PROBLEM TO SOLVE — Return every entry in full, with no alterations.

(Stored data entries)
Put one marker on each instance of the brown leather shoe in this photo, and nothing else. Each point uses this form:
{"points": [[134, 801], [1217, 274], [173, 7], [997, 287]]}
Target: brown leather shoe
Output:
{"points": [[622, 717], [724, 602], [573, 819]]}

SOLUTION FOR THIS PROBLEM —
Put one marker on each instance of the brown leather shoe in this photo, and nothing else. Each point uses this form:
{"points": [[134, 801], [1217, 274], [173, 7], [997, 287]]}
Target: brown leather shoe
Output:
{"points": [[622, 717], [724, 602], [573, 819]]}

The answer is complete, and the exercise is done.